>> Begin RECORDS TO PROCESS
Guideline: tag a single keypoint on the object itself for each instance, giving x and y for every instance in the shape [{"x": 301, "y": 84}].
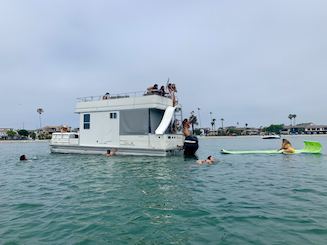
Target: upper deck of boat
[{"x": 122, "y": 101}]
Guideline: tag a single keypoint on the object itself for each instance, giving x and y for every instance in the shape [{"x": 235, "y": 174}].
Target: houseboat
[{"x": 129, "y": 124}]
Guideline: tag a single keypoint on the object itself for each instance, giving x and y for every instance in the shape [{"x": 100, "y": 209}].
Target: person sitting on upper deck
[
  {"x": 287, "y": 146},
  {"x": 153, "y": 89},
  {"x": 173, "y": 93},
  {"x": 162, "y": 91},
  {"x": 186, "y": 127},
  {"x": 106, "y": 96}
]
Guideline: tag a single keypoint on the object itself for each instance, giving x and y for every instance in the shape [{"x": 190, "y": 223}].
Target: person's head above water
[
  {"x": 285, "y": 141},
  {"x": 210, "y": 158},
  {"x": 23, "y": 158}
]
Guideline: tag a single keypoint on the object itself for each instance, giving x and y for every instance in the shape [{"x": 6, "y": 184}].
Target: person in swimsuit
[
  {"x": 186, "y": 127},
  {"x": 287, "y": 146},
  {"x": 23, "y": 158},
  {"x": 209, "y": 160}
]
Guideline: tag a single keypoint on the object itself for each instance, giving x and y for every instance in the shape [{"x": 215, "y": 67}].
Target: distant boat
[{"x": 273, "y": 136}]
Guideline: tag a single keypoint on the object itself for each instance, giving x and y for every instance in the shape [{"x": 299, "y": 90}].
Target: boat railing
[
  {"x": 114, "y": 96},
  {"x": 110, "y": 96}
]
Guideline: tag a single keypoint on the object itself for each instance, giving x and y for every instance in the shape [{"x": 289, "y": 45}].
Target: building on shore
[{"x": 305, "y": 128}]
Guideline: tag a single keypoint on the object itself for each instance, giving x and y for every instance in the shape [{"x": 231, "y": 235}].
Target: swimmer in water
[
  {"x": 23, "y": 158},
  {"x": 209, "y": 160}
]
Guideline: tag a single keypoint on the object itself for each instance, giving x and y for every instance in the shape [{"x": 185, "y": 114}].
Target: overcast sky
[{"x": 251, "y": 61}]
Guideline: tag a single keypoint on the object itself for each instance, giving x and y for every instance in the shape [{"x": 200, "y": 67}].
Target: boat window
[
  {"x": 87, "y": 121},
  {"x": 113, "y": 115}
]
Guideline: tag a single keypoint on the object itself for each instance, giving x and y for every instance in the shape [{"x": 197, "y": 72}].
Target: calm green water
[{"x": 243, "y": 199}]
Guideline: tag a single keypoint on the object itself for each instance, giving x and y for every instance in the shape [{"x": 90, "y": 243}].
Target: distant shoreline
[
  {"x": 23, "y": 141},
  {"x": 260, "y": 136}
]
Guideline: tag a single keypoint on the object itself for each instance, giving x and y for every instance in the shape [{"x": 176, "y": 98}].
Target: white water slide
[{"x": 168, "y": 116}]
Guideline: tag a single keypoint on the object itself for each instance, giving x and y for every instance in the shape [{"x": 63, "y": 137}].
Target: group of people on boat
[{"x": 168, "y": 91}]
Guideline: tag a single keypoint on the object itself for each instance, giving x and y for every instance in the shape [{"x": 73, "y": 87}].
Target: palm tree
[
  {"x": 290, "y": 116},
  {"x": 40, "y": 111},
  {"x": 246, "y": 127},
  {"x": 294, "y": 116}
]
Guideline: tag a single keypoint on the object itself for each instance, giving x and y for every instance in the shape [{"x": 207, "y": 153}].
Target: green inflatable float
[{"x": 310, "y": 147}]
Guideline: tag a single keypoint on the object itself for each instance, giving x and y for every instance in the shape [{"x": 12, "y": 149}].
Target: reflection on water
[{"x": 255, "y": 199}]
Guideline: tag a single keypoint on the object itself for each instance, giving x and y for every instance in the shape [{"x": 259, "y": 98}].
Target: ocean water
[{"x": 86, "y": 199}]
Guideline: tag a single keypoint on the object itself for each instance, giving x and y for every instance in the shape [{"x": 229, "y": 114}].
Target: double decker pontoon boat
[{"x": 132, "y": 124}]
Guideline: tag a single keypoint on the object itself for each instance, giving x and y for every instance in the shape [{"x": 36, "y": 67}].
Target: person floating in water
[
  {"x": 287, "y": 147},
  {"x": 111, "y": 152},
  {"x": 209, "y": 160},
  {"x": 23, "y": 158}
]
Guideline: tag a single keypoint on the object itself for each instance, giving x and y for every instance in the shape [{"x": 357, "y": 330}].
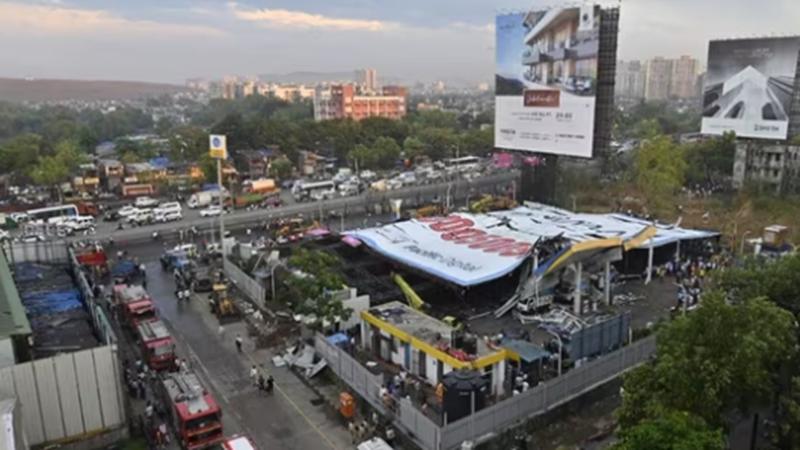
>> End RECORDS TO PROCESS
DIRECTIVE: List every line in the records that includes the string "upper".

ANSWER IN FULL:
Target: upper deck of boat
Target: person sitting on upper deck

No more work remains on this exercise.